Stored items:

* * *

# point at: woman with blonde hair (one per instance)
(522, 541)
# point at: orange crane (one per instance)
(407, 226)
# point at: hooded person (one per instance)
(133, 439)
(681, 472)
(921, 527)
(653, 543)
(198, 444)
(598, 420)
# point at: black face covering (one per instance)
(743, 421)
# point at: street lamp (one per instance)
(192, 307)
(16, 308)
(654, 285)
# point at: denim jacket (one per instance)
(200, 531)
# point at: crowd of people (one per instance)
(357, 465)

* * *

§ **What the task requires**
Each of the lines from the one holding "# point at: orange crane (one per instance)" through the final line of the entries is to be set down exactly, and no others.

§ **Task answer**
# point at: orange crane (one per instance)
(407, 226)
# point at: hooded person (one per instance)
(133, 439)
(681, 472)
(921, 527)
(653, 543)
(198, 444)
(598, 420)
# point at: black face covering (one per instance)
(743, 421)
# point at: street lamp (one per instance)
(192, 307)
(16, 308)
(654, 285)
# point at: denim jacket (one per instance)
(200, 531)
# point at: crowd of people (one per instance)
(357, 465)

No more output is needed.